── Information supplied ──

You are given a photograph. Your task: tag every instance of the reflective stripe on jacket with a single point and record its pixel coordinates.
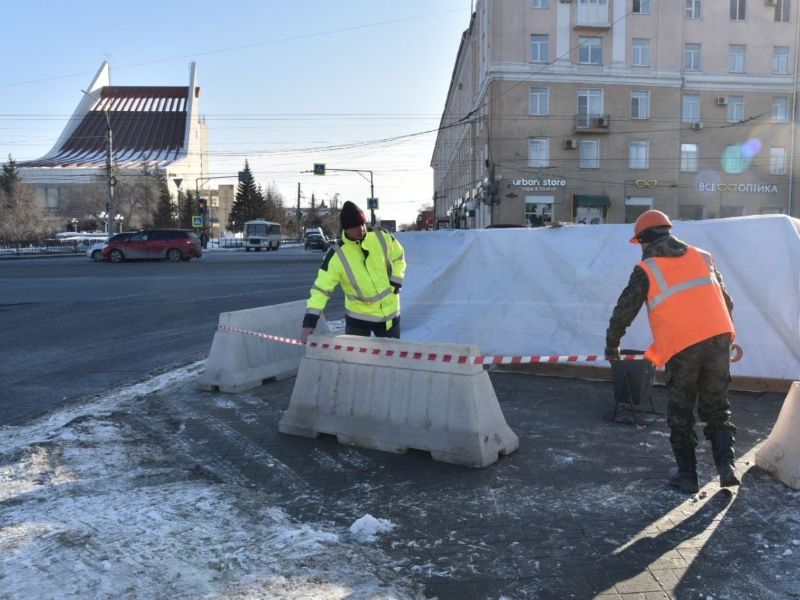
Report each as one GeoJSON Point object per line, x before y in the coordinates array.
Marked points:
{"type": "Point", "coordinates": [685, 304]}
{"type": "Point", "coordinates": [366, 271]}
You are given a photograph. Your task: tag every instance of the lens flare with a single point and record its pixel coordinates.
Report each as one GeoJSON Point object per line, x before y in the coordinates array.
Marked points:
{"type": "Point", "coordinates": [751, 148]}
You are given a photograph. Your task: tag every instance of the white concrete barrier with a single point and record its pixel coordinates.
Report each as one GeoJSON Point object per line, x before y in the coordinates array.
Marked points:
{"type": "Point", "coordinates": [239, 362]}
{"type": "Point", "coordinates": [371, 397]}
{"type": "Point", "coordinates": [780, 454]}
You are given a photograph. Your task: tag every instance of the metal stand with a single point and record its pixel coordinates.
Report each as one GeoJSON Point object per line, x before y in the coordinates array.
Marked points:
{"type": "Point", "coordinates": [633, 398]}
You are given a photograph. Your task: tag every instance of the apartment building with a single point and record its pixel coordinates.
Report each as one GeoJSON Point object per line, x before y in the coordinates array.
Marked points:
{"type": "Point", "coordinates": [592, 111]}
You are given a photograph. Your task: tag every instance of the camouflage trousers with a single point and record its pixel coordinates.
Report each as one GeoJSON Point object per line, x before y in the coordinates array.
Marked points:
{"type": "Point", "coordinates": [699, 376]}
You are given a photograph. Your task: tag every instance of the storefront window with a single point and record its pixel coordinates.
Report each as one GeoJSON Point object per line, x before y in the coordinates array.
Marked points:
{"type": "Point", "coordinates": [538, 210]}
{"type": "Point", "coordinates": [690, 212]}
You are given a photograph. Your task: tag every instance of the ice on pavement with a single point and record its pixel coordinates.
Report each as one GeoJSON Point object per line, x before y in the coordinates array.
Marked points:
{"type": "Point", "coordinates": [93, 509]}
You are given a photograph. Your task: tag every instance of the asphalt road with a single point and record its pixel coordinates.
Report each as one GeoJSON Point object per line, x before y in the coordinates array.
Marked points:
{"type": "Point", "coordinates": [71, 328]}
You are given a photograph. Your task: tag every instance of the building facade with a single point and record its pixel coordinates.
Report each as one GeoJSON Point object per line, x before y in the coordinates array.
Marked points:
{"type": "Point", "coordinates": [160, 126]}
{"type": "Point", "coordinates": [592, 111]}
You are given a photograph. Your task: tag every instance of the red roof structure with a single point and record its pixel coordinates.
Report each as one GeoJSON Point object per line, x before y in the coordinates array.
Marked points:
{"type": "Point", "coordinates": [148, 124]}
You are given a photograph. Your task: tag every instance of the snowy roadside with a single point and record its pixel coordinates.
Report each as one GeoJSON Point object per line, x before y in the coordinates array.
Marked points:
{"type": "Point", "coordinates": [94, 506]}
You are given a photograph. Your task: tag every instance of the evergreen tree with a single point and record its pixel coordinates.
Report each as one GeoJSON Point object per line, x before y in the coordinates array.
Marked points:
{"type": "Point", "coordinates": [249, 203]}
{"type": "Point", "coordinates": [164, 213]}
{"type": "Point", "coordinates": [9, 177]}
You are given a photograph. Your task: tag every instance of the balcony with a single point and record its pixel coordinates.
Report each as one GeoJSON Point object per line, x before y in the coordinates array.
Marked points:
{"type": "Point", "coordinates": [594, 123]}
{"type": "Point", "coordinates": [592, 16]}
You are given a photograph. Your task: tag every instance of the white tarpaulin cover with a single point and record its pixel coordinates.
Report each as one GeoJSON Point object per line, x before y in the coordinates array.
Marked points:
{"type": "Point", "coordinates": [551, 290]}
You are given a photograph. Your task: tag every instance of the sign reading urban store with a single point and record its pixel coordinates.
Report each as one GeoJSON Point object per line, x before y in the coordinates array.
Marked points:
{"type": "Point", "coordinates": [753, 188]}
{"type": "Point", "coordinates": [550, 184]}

───

What is required: Each line above gets copied exactly; leave the pictures out.

Problem solution:
You are given a photograph. Your task: tag every instance of the reflective stripe on jacket with a single point and record its pixel coordinates.
Report each as one GeoJSON Point object per line, x before y in the coordinates array.
Marked points:
{"type": "Point", "coordinates": [685, 304]}
{"type": "Point", "coordinates": [366, 271]}
You are given a photograph. Your task: tag every instance of the lens flare with a single point and record its pixel coordinates.
Report each as one GeoJSON Point object per line, x before y in the coordinates array.
Marked points:
{"type": "Point", "coordinates": [751, 148]}
You are given a photograph. Your task: tag every instance of the white concrete barrier with a single point and record its pixel coordinates.
Report each as one GeoJSON Point object per line, x before y in the coordinates array.
Marked points:
{"type": "Point", "coordinates": [239, 362]}
{"type": "Point", "coordinates": [371, 397]}
{"type": "Point", "coordinates": [780, 454]}
You are given a photograph. Your task: tag every instance of the metal stand with a single point and record its pixel coordinates.
Report each as one GeoJSON Point object per line, x before y in the coordinates array.
Marked points:
{"type": "Point", "coordinates": [633, 398]}
You are given a photograph. Your task: tag every instance of the apartment building with a single point and record its pixel coordinates.
Report each as one GeoJSON Point object per line, x before y in the coordinates array.
Marked points:
{"type": "Point", "coordinates": [592, 111]}
You are given a photograph. Your task: tag every instance of the camouflage trousers with a single point and record its pixel coordinates.
Report each as one GeoJSON Point object per line, x before y in the coordinates array.
Marked points:
{"type": "Point", "coordinates": [699, 376]}
You are given a photograph. Your task: tag every instance of the storefront window with a single point and record its pixel coordinates.
Report each as one GeoJSON Point object per line, x before y in the coordinates array.
Marked points:
{"type": "Point", "coordinates": [538, 210]}
{"type": "Point", "coordinates": [690, 212]}
You are given a photograph. Your task: tag every instance of the ice on pavement with a single point and record its pixel coordinates.
Report each as one GeoJSON Point object per line, x before y in the coordinates array.
Marked points:
{"type": "Point", "coordinates": [93, 509]}
You are given a photograph. Your task: tag every instance of the asphalt road with a single point and record its pixel coordinates.
Report each as one GeoJSON Point object per line, x before y in the coordinates array.
Marked points:
{"type": "Point", "coordinates": [71, 328]}
You are given a photograph. Your task: tag every instance of the building facade with a single point and record its pixel coordinates.
Report each as one GeoJSON Point object per line, x before y in the coordinates array.
Marked points:
{"type": "Point", "coordinates": [160, 126]}
{"type": "Point", "coordinates": [592, 111]}
You are given a photograph. Your task: tag every instance of the red roof structure with a single point and record its pixel coordinates.
Report each as one GeoJSON Point object per line, x before y in the coordinates array.
Marked points:
{"type": "Point", "coordinates": [148, 124]}
You are given a photograph. Your task: tag every instance of the snowy roadside with a single point and record its pixel coordinates.
Report each as one GeoJSON Point object per line, x before y in the coordinates array.
Marked points:
{"type": "Point", "coordinates": [94, 506]}
You are given a photograph. Your task: tag every instance of the evergreen tree with a single point and record its pixel coordinates.
Report each as one GeoJSON Point object per line, x before y in the coordinates array.
Marked points:
{"type": "Point", "coordinates": [249, 203]}
{"type": "Point", "coordinates": [164, 213]}
{"type": "Point", "coordinates": [9, 177]}
You are given a photograph. Your task: tag every instance of the balcony with a single point and record its pixel coordinates.
Report each as one GeoJSON Point object per line, x before y in the coordinates array.
Marked points:
{"type": "Point", "coordinates": [594, 123]}
{"type": "Point", "coordinates": [592, 16]}
You are given a photograph. Your task: tag every instance of the white tarpaulin cover with a single point and record its pixel coordinates.
Report each as one GeoJSON Point object per line, x before y in the coordinates array.
Marked points:
{"type": "Point", "coordinates": [551, 290]}
You are given a photograph. Your task: tag every instance of the sign reading urban store with a single point and record its pixel coordinates.
Report each as one GeoJSON Point object per line, x before y in the coordinates array.
Marked points:
{"type": "Point", "coordinates": [753, 188]}
{"type": "Point", "coordinates": [550, 184]}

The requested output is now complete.